**** DATA IN THIS EXERCISE ****

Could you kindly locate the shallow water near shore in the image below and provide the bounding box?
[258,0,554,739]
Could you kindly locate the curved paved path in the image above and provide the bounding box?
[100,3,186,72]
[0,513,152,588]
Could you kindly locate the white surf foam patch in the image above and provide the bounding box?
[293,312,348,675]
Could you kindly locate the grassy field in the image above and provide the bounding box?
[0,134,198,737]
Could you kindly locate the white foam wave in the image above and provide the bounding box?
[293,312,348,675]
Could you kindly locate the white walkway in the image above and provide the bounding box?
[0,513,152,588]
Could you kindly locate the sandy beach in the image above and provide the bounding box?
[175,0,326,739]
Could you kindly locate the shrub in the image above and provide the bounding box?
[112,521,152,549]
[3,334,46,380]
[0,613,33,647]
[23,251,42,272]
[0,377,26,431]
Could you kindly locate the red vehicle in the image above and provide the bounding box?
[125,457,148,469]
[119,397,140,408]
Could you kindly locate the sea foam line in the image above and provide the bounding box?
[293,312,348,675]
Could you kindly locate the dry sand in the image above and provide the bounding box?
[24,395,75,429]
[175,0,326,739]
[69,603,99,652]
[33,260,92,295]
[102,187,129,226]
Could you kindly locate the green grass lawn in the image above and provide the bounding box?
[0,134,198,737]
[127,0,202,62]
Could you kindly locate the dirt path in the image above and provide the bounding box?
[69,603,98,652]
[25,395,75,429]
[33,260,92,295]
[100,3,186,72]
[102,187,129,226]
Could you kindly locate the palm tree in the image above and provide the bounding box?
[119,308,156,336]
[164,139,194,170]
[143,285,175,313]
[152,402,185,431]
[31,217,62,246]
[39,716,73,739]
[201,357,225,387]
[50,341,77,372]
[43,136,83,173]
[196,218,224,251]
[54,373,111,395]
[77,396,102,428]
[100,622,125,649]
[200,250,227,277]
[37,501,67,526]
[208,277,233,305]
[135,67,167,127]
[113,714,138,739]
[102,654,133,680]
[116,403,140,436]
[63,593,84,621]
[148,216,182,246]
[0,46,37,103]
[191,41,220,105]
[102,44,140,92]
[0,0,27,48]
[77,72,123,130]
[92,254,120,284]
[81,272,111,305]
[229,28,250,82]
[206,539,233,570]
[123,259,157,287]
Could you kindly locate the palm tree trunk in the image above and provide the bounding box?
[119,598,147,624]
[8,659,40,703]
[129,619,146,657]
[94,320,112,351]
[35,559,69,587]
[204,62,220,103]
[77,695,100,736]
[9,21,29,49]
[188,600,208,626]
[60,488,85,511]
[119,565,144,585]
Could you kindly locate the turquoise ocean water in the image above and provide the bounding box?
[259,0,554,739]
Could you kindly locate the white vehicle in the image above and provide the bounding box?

****

Switch "palm tree" to "coconut tree" in the rows starting at the line that contains "Could you kindly locate the palm tree in" and ending at the line that contains "[123,259,157,287]". Give back only those lines, with nothing else changed.

Could you kindly locate the coconut tree in the image above and provide the bounding box?
[119,308,156,336]
[164,139,194,170]
[143,285,175,313]
[152,402,185,431]
[31,217,62,246]
[39,716,73,739]
[201,357,225,387]
[50,341,77,372]
[43,136,83,173]
[196,218,224,251]
[54,373,111,395]
[77,396,102,428]
[100,622,125,649]
[200,250,227,277]
[37,501,67,526]
[208,277,233,305]
[135,67,167,127]
[113,714,138,739]
[102,654,133,680]
[116,403,140,436]
[63,593,84,621]
[148,216,182,246]
[0,46,37,103]
[191,41,220,105]
[102,44,140,92]
[0,0,27,48]
[77,72,123,130]
[92,254,120,284]
[81,272,111,305]
[229,28,250,82]
[206,539,233,570]
[123,259,157,287]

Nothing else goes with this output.